## Work to complete:
Give everything from the start of the data down to and including the line containing "positive clicks: (276, 305) (267, 311)" as a Markdown table with a Row column numbering each line and a Text column holding the line, leaving out blank lines. Leave the pictures out.

## Dataset records:
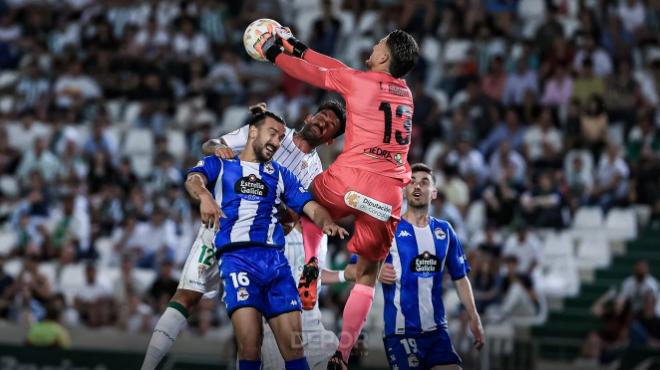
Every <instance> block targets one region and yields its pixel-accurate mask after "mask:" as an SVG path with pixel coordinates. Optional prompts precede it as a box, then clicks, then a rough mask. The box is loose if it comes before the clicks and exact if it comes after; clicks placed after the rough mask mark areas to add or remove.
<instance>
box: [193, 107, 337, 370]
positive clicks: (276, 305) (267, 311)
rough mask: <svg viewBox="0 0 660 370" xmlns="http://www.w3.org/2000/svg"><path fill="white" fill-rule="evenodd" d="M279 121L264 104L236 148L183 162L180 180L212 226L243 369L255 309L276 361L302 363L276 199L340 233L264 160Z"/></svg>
mask: <svg viewBox="0 0 660 370" xmlns="http://www.w3.org/2000/svg"><path fill="white" fill-rule="evenodd" d="M284 128H285V125H284V122H283V120H282V119H281V118H279V117H278V116H276V115H274V114H272V113H270V112H268V111H266V112H264V113H260V114H258V115H257V116H255V117H254V118H253V119H252V121H251V122H250V128H249V132H248V140H247V143H246V145H245V148H244V149H243V151H242V152H241V154H240V155H239V156H237V157H234V158H232V159H220V158H218V157H216V156H209V157H206V158H204V160H203V161H200V163H198V164H197V166H196V167H193V168H192V169H190V171H189V174H188V179H187V181H186V189H187V190H188V192H189V193H190V195H191V196H192V197H193V198H195V199H198V200H200V214H201V216H202V220H203V221H205V222H206V224H207V226H209V225H212V226H213V228H217V229H219V230H218V232H217V233H216V235H215V240H214V242H215V251H216V254H217V255H218V256H219V262H218V265H219V267H220V276H221V279H222V282H223V287H224V295H223V301H224V303H225V305H226V307H227V313H228V314H229V317H230V318H231V321H232V324H233V327H234V334H235V336H236V342H237V344H238V356H239V361H238V365H239V368H240V369H243V370H252V369H254V370H257V369H261V360H260V358H261V355H260V347H261V340H262V317H265V318H266V319H267V321H268V324H269V326H270V327H271V330H272V331H273V333H274V334H275V338H276V340H277V345H278V347H279V349H280V353H281V354H282V357H283V358H284V360H285V366H284V368H285V369H287V370H306V369H307V370H308V369H309V366H308V363H307V360H306V358H305V356H304V352H303V346H302V337H301V332H302V326H301V316H300V310H301V308H302V307H301V304H300V297H299V296H298V293H297V287H296V284H295V282H294V279H293V277H292V275H291V270H290V267H289V264H288V262H287V259H286V257H285V256H284V253H283V249H284V231H283V229H282V226H281V224H280V221H279V215H278V213H279V209H280V208H279V205H280V204H281V203H282V201H283V202H285V203H286V205H287V207H288V208H289V209H291V210H293V211H294V212H295V213H297V214H302V213H304V214H305V215H306V216H307V217H309V218H310V219H311V220H313V222H314V223H315V224H316V225H317V226H318V227H321V228H323V231H324V233H325V234H327V235H331V236H333V235H336V236H339V237H341V238H343V237H344V236H346V235H347V232H346V230H344V229H343V228H341V227H339V226H337V224H335V223H334V222H333V221H332V219H331V218H330V215H329V213H328V211H327V210H326V209H325V208H323V207H321V206H320V205H319V204H318V203H316V202H315V201H313V200H312V197H311V195H310V194H309V193H308V192H307V191H306V190H305V189H304V188H303V186H302V184H301V183H300V181H299V180H298V179H297V178H296V177H295V176H294V175H293V174H292V173H291V172H290V171H289V170H287V169H286V168H285V167H283V166H281V165H280V164H279V163H277V162H275V161H271V158H272V156H273V155H274V154H275V152H276V151H277V149H279V147H280V143H281V141H282V140H283V139H284V137H285V134H284ZM218 205H220V207H218ZM216 226H218V227H216Z"/></svg>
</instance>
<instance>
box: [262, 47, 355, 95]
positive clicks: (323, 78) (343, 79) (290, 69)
mask: <svg viewBox="0 0 660 370" xmlns="http://www.w3.org/2000/svg"><path fill="white" fill-rule="evenodd" d="M278 41H279V38H278V37H277V36H274V35H272V36H270V37H264V38H263V40H262V41H261V42H260V43H259V44H258V45H255V49H256V50H257V51H258V52H259V53H260V54H261V55H263V56H264V57H265V58H266V59H268V60H269V61H271V62H272V63H274V64H275V65H276V66H277V67H279V68H280V69H281V70H282V71H284V72H286V73H287V74H288V75H290V76H291V77H293V78H295V79H297V80H300V81H304V82H307V83H308V84H310V85H313V86H316V87H318V88H321V89H325V90H331V91H336V92H338V93H340V94H346V93H348V92H349V91H350V90H351V81H352V76H353V74H354V73H356V72H357V71H356V70H354V69H351V68H332V69H328V68H323V67H319V66H317V65H314V64H311V63H309V62H307V61H304V60H302V59H299V58H296V57H294V56H291V55H287V54H285V53H283V52H282V49H281V48H280V45H279V43H278Z"/></svg>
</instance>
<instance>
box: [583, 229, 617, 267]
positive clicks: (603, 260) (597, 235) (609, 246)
mask: <svg viewBox="0 0 660 370" xmlns="http://www.w3.org/2000/svg"><path fill="white" fill-rule="evenodd" d="M611 257H612V252H611V250H610V246H609V242H608V241H607V235H604V234H602V233H592V234H585V235H583V236H582V237H581V238H580V239H579V241H578V249H577V265H578V268H579V269H581V270H590V269H594V268H599V267H607V266H609V264H610V260H611Z"/></svg>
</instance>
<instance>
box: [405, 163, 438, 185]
mask: <svg viewBox="0 0 660 370" xmlns="http://www.w3.org/2000/svg"><path fill="white" fill-rule="evenodd" d="M410 171H411V172H426V173H428V174H429V175H431V179H432V180H433V183H434V184H435V176H434V174H433V169H432V168H431V167H429V166H428V165H426V164H425V163H415V164H413V165H412V166H410Z"/></svg>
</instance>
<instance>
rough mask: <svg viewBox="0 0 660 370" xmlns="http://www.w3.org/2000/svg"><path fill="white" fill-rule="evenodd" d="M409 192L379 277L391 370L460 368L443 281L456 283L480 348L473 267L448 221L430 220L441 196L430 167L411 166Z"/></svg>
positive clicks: (390, 367)
mask: <svg viewBox="0 0 660 370" xmlns="http://www.w3.org/2000/svg"><path fill="white" fill-rule="evenodd" d="M405 194H406V198H407V202H408V209H407V211H406V213H404V214H403V217H402V218H401V222H399V225H398V226H397V228H396V232H395V234H394V240H393V242H392V246H391V247H390V254H389V255H388V256H387V258H386V259H385V264H384V265H383V267H382V269H381V273H380V280H381V282H382V283H383V295H384V300H385V308H384V321H385V333H384V339H383V341H384V342H385V350H386V352H387V359H388V361H389V363H390V368H392V369H399V370H404V369H433V370H438V369H457V368H460V364H461V359H460V357H459V356H458V354H456V352H455V351H454V347H453V345H452V343H451V340H450V339H449V333H448V332H447V320H446V318H445V310H444V306H443V304H442V277H443V273H444V272H445V271H447V272H448V273H449V275H450V276H451V278H452V280H454V283H455V284H456V288H457V290H458V295H459V297H460V300H461V302H462V303H463V305H464V306H465V308H466V310H467V313H468V316H469V317H470V329H471V331H472V333H473V335H474V338H475V340H474V346H475V348H477V349H481V347H482V346H483V342H484V332H483V328H482V326H481V320H480V318H479V314H478V313H477V309H476V307H475V304H474V296H473V294H472V288H471V285H470V281H469V280H468V277H467V273H468V272H469V270H470V268H469V266H468V264H467V261H466V260H465V255H464V253H463V248H462V247H461V243H460V242H459V241H458V238H457V237H456V234H455V233H454V229H453V228H452V227H451V225H450V224H449V222H447V221H443V220H439V219H436V218H434V217H431V216H429V206H430V204H431V201H432V200H433V199H434V198H435V197H436V195H437V190H436V189H435V181H434V178H433V173H432V171H431V168H429V167H428V166H426V165H424V164H421V163H420V164H415V165H413V166H412V182H411V183H410V184H408V185H407V186H406V188H405Z"/></svg>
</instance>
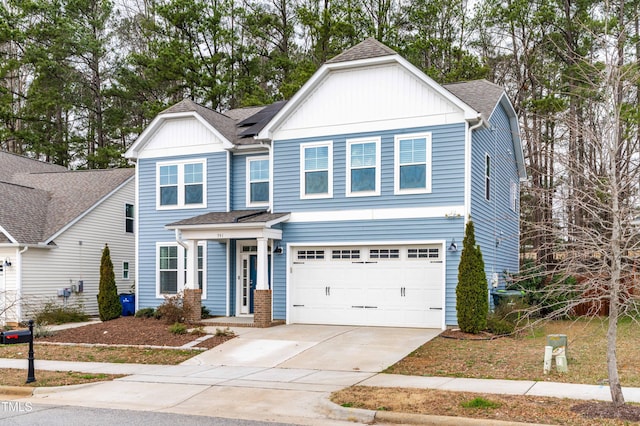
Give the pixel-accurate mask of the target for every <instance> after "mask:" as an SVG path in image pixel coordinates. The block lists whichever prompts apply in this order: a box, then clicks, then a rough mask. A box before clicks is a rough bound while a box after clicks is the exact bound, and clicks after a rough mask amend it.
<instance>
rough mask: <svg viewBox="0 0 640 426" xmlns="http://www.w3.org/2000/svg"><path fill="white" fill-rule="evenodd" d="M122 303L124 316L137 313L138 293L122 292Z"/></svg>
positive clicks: (123, 316)
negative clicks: (125, 293) (136, 298)
mask: <svg viewBox="0 0 640 426" xmlns="http://www.w3.org/2000/svg"><path fill="white" fill-rule="evenodd" d="M120 304H121V305H122V316H123V317H126V316H130V315H133V314H135V313H136V295H135V294H121V295H120Z"/></svg>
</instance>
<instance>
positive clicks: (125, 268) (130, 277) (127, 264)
mask: <svg viewBox="0 0 640 426" xmlns="http://www.w3.org/2000/svg"><path fill="white" fill-rule="evenodd" d="M122 279H123V280H127V281H128V280H130V279H131V262H129V261H128V260H125V261H123V262H122Z"/></svg>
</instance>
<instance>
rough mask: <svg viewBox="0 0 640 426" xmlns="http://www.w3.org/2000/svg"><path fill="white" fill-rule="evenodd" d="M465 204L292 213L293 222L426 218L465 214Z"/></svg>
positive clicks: (451, 215) (328, 221) (338, 210)
mask: <svg viewBox="0 0 640 426" xmlns="http://www.w3.org/2000/svg"><path fill="white" fill-rule="evenodd" d="M465 211H466V210H465V206H464V205H452V206H438V207H403V208H391V209H362V210H327V211H315V212H294V213H291V215H290V218H289V220H288V221H287V222H288V223H292V222H337V221H346V220H380V219H425V218H441V217H456V216H463V215H464V214H465Z"/></svg>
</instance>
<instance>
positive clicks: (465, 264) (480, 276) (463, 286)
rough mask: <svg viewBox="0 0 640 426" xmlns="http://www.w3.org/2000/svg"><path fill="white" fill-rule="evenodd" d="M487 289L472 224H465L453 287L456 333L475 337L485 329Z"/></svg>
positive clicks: (488, 303) (480, 256) (478, 247)
mask: <svg viewBox="0 0 640 426" xmlns="http://www.w3.org/2000/svg"><path fill="white" fill-rule="evenodd" d="M487 288H488V286H487V276H486V274H485V272H484V261H483V260H482V252H481V251H480V247H478V246H476V237H475V229H474V226H473V222H472V221H469V222H468V223H467V227H466V229H465V234H464V240H463V242H462V254H461V255H460V265H459V266H458V286H457V287H456V310H457V312H458V326H459V327H460V330H462V331H464V332H466V333H474V334H477V333H479V332H481V331H482V330H484V329H485V328H486V327H487V313H488V311H489V294H488V291H487Z"/></svg>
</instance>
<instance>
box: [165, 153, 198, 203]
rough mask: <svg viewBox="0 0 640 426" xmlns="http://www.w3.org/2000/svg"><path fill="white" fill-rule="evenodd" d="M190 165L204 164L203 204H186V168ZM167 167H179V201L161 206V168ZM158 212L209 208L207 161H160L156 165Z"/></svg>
mask: <svg viewBox="0 0 640 426" xmlns="http://www.w3.org/2000/svg"><path fill="white" fill-rule="evenodd" d="M188 164H202V203H200V204H185V203H184V187H185V185H186V184H185V183H184V166H185V165H188ZM167 166H177V167H178V183H177V184H176V185H177V187H178V195H177V197H178V199H177V202H178V203H177V204H171V205H166V206H164V205H161V204H160V168H161V167H167ZM155 189H156V210H183V209H201V208H206V207H207V159H206V158H193V159H188V160H173V161H158V162H157V163H156V188H155Z"/></svg>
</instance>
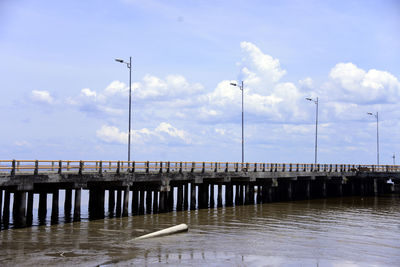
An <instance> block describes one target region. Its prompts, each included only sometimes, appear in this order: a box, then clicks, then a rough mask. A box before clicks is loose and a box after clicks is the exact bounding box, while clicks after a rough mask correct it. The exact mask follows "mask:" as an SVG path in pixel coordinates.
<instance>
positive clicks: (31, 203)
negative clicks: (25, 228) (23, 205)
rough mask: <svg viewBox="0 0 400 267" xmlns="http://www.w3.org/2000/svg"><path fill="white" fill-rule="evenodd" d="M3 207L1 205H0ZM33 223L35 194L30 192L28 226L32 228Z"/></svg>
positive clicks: (29, 196) (27, 211)
mask: <svg viewBox="0 0 400 267" xmlns="http://www.w3.org/2000/svg"><path fill="white" fill-rule="evenodd" d="M0 207H1V205H0ZM32 221H33V192H32V191H29V192H28V204H27V208H26V225H27V226H31V225H32Z"/></svg>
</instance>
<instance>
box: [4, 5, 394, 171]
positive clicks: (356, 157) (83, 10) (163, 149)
mask: <svg viewBox="0 0 400 267" xmlns="http://www.w3.org/2000/svg"><path fill="white" fill-rule="evenodd" d="M399 32H400V3H399V2H398V1H390V0H386V1H153V0H150V1H135V0H124V1H63V2H61V1H24V0H17V1H8V0H3V1H1V2H0V58H1V61H0V77H1V82H2V85H1V87H0V88H1V89H0V90H1V95H2V97H1V98H0V112H1V114H2V123H1V125H2V127H1V129H2V130H1V131H0V158H1V159H12V158H16V159H87V160H88V159H103V160H110V159H115V160H125V159H126V157H127V156H126V155H127V149H126V146H127V144H126V142H127V128H128V127H127V126H128V123H127V119H128V112H127V111H128V88H129V84H128V83H129V80H128V78H129V76H128V74H129V73H128V69H127V68H126V66H124V65H121V64H118V63H117V62H115V61H114V58H124V59H128V58H129V56H132V57H133V72H132V87H133V89H134V90H133V120H132V128H133V133H132V138H133V143H132V158H133V159H134V160H170V161H174V160H179V161H180V160H182V161H186V160H187V161H193V160H196V161H240V159H241V150H240V149H241V144H240V138H241V136H240V134H241V124H240V123H241V118H240V115H241V102H240V91H239V89H238V88H237V87H232V86H230V85H229V83H230V82H233V81H240V80H242V79H243V80H244V82H245V91H244V92H245V122H246V126H245V140H246V145H245V156H246V161H251V162H313V160H314V130H315V129H314V120H315V105H314V104H312V103H311V102H308V101H306V100H305V97H317V96H318V97H319V99H320V113H319V116H320V127H319V161H320V162H321V163H365V164H368V163H371V164H372V163H375V162H376V128H375V127H376V123H375V121H374V118H373V117H372V116H368V115H367V114H366V113H367V112H376V111H378V112H379V115H380V119H381V121H380V142H381V151H380V154H381V157H380V158H381V163H383V164H389V163H391V162H392V158H391V157H392V155H393V153H396V154H399V155H400V139H399V137H398V133H399V131H400V121H399V118H400V111H399V110H398V104H397V103H398V102H399V100H400V82H399V79H400V63H399V58H400V36H399V34H398V33H399ZM399 157H400V156H399Z"/></svg>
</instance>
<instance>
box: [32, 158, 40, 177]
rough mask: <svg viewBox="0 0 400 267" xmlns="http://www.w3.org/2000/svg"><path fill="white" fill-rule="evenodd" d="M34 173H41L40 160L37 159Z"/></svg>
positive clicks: (36, 174)
mask: <svg viewBox="0 0 400 267" xmlns="http://www.w3.org/2000/svg"><path fill="white" fill-rule="evenodd" d="M33 174H34V175H38V174H39V161H38V160H35V170H34V171H33Z"/></svg>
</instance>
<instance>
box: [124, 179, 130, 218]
mask: <svg viewBox="0 0 400 267" xmlns="http://www.w3.org/2000/svg"><path fill="white" fill-rule="evenodd" d="M128 205H129V185H127V186H125V187H124V204H123V209H122V216H124V217H126V216H128Z"/></svg>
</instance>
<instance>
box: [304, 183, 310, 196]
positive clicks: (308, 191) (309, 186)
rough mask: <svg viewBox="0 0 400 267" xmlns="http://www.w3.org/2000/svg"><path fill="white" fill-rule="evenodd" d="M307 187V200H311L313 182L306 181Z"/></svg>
mask: <svg viewBox="0 0 400 267" xmlns="http://www.w3.org/2000/svg"><path fill="white" fill-rule="evenodd" d="M305 183H306V184H305V186H306V199H310V198H311V194H310V192H311V190H310V188H311V181H305Z"/></svg>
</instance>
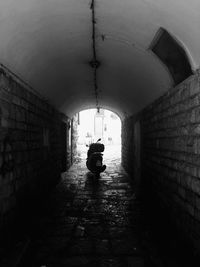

## Written answer:
| Row | Text |
|---|---|
| 1 | Every <instance> block targets one region and yields its pixel-accurate mask after "mask:" as an SVG path with pixel coordinates. Optional prompts precede it as a box, then clicks, then a rough mask. The box is loose if it comes before the clicks and exact if it comes after; clicks placed after the rough mask mark areas to add or remove. |
| 2 | <instance> |
| 3 | box: [193, 107, 337, 370] |
| 4 | positive clicks: (276, 305) (267, 311) |